■ STATED EXERCISE 1:
In the post on fulltext search for CouchDB in Ruby, why does Sphinx not work for CouchDB?

■ PASSAGE GIVEN:
——

Fulltext search your CouchDB in Ruby

Background

CouchDB is a awesome schema-free document-oriented database which now a official Apache project, Rubists quickly sit & relax with CouchDB viewing it as a different way to solve the storage problem.

Between me and my buddy Nathan, we have quickly decided to use CouchDB as the secondary tier of data storage in the application we are building. There are many CouchDB library in Ruby from CouchObject, ActiveCouch, CouchRest, RelaxDB and CouchPotato. Well, that is a lot of libraries to research and it took me quite a while to settle with CouchRest.

Things are good… Until one day, I that realize there is no obvious ways perform Fulltext index/search in Couchdb.

Pick A Search Frameworks

There are many open source and commercial fulltext search engine, Sphinx is a fast and reliable indexer that supports two popular open source database, thinking-sphinix is best Ruby plugin at the moment to enable Fulltext searching to your Rails application. However, Sphinx has a strict indexing requirement of 32bit or 64bit primary key for target document, so It doesn’t work for CouchDB.

CouchDB-lucene is the defacto fulltext search plugin for CouchDB, building CouchDB-lucene is quiet straightforward given if you know how to handle a java stack on your server then compiled, configure and restart. There are two reasons i decided to keep looking for alternative (I am not anti-java).

  • Dependent on Java stack and building couchdb-lucene itself requires a dozen dependent libraries.
  • Extending couchdb-lucene and customization needs to be done in Java.

Interaction with Ruby
Libraries like Ferret and Xapian has native ruby binding and which can be customizable in Ruby. It happens to be extremely important for my project which requires interfacing with the search index and Interact with the search toolkit in almost every aspect such as Xapian Database, Indexer and QueryParser in Ruby. This ability has significant importance to my project to fine tune and perform additional analysis.

Xapian trying to Xap-it

Xapian
Xapian is a highly adaptable toolkit which allows developers to easily add advanced indexing and search >facilities to their own applications. It supports the Probabilistic Information Retrieval model and also supports a rich set of boolean query operators. It includes binding for many programming languages (Ruby, Python, PHP, Perl), Documentation on the Ruby binding is definitely lacking, Luckily, It provides pretty much all core C++ class and methods wrapped in Ruby.

Xapit
Xapit( pronounce as “zap it” ) is a new high level search library developed by RyanB, High level Ruby library for interacting with Xapian, a full text search engine that is in Ruby and most importantly ORM agnostic.

It includes a AbstractAdapter class ready to be extended for any other kind of ORM, Consequently, that is exactly what i did, I forked the project and 30 minutes later, It is indexing and searching my couchdb objects.

——

■ DATA SUPPLIED:
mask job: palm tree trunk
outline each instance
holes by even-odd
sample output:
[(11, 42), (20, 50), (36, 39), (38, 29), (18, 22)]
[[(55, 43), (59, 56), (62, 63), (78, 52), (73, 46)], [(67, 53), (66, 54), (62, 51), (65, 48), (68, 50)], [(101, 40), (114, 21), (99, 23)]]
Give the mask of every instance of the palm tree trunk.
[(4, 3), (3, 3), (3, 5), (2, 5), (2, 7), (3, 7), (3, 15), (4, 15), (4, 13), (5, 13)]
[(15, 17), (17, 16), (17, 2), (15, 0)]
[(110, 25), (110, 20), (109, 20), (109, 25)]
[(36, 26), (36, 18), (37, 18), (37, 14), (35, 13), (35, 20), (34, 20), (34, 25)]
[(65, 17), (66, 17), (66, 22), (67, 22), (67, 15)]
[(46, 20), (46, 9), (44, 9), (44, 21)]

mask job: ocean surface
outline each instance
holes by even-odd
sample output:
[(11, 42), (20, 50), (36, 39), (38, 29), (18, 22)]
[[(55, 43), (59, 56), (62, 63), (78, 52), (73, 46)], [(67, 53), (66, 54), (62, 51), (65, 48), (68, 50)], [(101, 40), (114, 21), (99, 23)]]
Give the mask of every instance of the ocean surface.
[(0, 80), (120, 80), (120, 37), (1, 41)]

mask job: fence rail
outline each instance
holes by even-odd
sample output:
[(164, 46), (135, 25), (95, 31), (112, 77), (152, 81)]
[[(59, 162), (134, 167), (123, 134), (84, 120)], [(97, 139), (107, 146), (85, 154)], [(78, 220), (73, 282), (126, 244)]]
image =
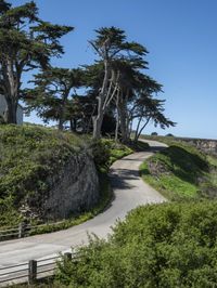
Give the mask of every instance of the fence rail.
[(49, 257), (41, 260), (29, 260), (28, 262), (11, 266), (0, 267), (0, 287), (8, 287), (12, 284), (34, 284), (38, 279), (52, 276), (56, 269), (56, 261), (72, 260), (76, 253), (64, 253), (61, 258)]
[(40, 225), (34, 225), (34, 226), (29, 225), (29, 224), (27, 225), (25, 223), (20, 223), (20, 225), (16, 227), (11, 227), (8, 230), (1, 230), (0, 231), (0, 241), (27, 237), (27, 236), (34, 234), (34, 232), (36, 232), (39, 228), (55, 226), (55, 225), (59, 225), (62, 223), (64, 223), (64, 221), (60, 221), (60, 222), (55, 222), (55, 223), (40, 224)]

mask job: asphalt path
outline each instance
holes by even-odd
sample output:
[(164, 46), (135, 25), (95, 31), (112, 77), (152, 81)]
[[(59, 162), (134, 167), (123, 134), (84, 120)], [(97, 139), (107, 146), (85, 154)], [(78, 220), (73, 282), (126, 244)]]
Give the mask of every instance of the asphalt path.
[(72, 246), (88, 243), (88, 234), (106, 237), (111, 226), (123, 220), (133, 208), (166, 199), (155, 189), (145, 184), (139, 176), (139, 166), (158, 149), (166, 145), (149, 142), (151, 149), (129, 155), (117, 160), (111, 168), (111, 183), (114, 198), (105, 211), (80, 225), (50, 234), (42, 234), (22, 239), (0, 243), (0, 269), (29, 260), (39, 260), (68, 251)]

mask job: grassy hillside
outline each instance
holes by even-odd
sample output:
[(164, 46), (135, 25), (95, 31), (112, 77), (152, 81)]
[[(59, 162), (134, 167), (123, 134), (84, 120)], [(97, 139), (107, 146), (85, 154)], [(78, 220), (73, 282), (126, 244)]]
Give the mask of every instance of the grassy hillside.
[(0, 126), (0, 226), (21, 221), (30, 194), (49, 189), (47, 179), (84, 149), (79, 138), (37, 126)]
[(141, 166), (144, 181), (170, 200), (216, 198), (217, 159), (184, 142), (169, 138), (159, 141), (169, 147)]
[[(46, 232), (80, 223), (102, 210), (111, 197), (108, 167), (132, 149), (112, 140), (91, 142), (88, 136), (38, 126), (0, 126), (0, 227), (17, 225), (23, 220), (21, 210), (26, 199), (48, 193), (48, 179), (59, 173), (69, 157), (80, 153), (94, 158), (101, 184), (100, 204), (73, 223), (42, 228)], [(34, 223), (37, 222), (36, 219)]]

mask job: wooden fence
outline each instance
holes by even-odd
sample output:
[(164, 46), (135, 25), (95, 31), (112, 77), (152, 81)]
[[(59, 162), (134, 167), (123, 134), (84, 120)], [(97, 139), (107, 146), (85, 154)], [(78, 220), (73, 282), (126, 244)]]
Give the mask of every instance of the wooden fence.
[(15, 238), (23, 238), (27, 237), (29, 235), (34, 235), (34, 231), (37, 231), (39, 228), (48, 227), (48, 226), (55, 226), (59, 224), (64, 223), (64, 221), (55, 222), (55, 223), (49, 223), (49, 224), (40, 224), (40, 225), (29, 225), (26, 223), (20, 223), (16, 227), (11, 227), (8, 230), (1, 230), (0, 231), (0, 241), (15, 239)]
[(58, 261), (76, 259), (76, 253), (64, 253), (63, 257), (55, 256), (41, 260), (30, 260), (26, 263), (0, 267), (0, 287), (13, 284), (34, 284), (38, 279), (52, 276)]

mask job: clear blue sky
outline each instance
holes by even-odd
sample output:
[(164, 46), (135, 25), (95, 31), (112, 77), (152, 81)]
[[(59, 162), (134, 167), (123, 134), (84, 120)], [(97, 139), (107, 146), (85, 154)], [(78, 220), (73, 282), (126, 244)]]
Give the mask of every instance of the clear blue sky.
[[(12, 0), (22, 4), (25, 0)], [(166, 115), (178, 122), (145, 132), (217, 139), (216, 0), (36, 0), (42, 19), (75, 27), (55, 65), (92, 63), (94, 29), (117, 26), (150, 51), (148, 74), (164, 86)], [(37, 119), (31, 116), (31, 121)]]

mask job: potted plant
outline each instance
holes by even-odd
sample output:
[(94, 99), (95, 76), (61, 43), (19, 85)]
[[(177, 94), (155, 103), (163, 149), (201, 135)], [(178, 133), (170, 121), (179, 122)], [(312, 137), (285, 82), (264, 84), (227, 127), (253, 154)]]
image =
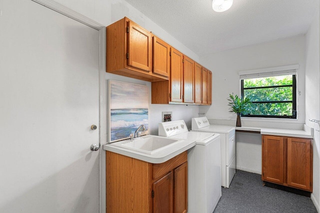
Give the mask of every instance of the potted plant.
[(228, 106), (230, 106), (230, 112), (236, 113), (236, 126), (241, 126), (241, 119), (240, 115), (247, 111), (248, 105), (250, 102), (250, 99), (246, 97), (244, 99), (240, 98), (237, 95), (234, 95), (234, 93), (229, 94), (229, 98), (228, 99), (230, 102)]

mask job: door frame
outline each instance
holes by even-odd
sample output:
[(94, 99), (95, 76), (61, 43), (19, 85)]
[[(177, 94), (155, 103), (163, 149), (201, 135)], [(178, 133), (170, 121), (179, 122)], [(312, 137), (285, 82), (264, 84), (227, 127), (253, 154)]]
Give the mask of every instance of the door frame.
[[(104, 25), (52, 0), (31, 0), (99, 31), (99, 212), (106, 212), (106, 31)], [(89, 147), (88, 147), (89, 149)]]

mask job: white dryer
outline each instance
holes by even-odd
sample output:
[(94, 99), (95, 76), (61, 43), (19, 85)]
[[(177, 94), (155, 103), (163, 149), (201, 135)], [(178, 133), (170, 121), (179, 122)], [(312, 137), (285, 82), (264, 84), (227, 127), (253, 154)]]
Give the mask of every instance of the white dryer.
[(188, 212), (212, 213), (220, 199), (219, 134), (188, 132), (183, 120), (159, 123), (159, 136), (196, 141), (188, 150)]
[(210, 124), (206, 117), (202, 117), (192, 118), (192, 131), (220, 134), (221, 185), (228, 188), (236, 174), (236, 128)]

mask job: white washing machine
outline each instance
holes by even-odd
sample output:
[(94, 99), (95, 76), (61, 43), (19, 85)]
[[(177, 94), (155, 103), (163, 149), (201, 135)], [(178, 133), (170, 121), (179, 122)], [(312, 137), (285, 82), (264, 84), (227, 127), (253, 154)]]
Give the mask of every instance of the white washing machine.
[(221, 142), (221, 184), (228, 188), (236, 174), (236, 128), (210, 124), (206, 117), (192, 118), (192, 131), (220, 134)]
[(159, 123), (159, 136), (196, 141), (188, 150), (188, 213), (212, 213), (221, 197), (220, 135), (188, 132), (183, 120)]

——

■ STATED EXERCISE 2:
Lay out the lines in the rows, from the line with "mask job: white washing machine" through the end of the rows, as a Markdown table with columns No. and Line, leaving out blank lines.

■ CORRECT RESPONSE 1:
Sphinx requires the target document to have a 32-bit or 64-bit primary key for indexing, so it doesn't work for CouchDB.

■ CORRECT RESPONSE 2:
| No. | Line |
|---|---|
| 1 | mask job: white washing machine |
| 2 | outline each instance |
| 3 | holes by even-odd |
| 4 | sample output: |
| 5 | [(94, 99), (95, 76), (61, 43), (19, 85)] |
| 6 | [[(177, 94), (155, 103), (163, 149), (201, 135)], [(178, 133), (170, 121), (179, 122)], [(312, 137), (285, 82), (264, 84), (227, 127), (253, 154)]] |
| 7 | Give the mask of every instance of the white washing machine. |
| 8 | [(221, 142), (221, 184), (228, 188), (236, 174), (236, 128), (210, 124), (206, 117), (192, 118), (192, 131), (220, 134)] |
| 9 | [(159, 123), (159, 136), (196, 141), (188, 150), (188, 213), (212, 213), (221, 197), (220, 135), (188, 132), (183, 120)] |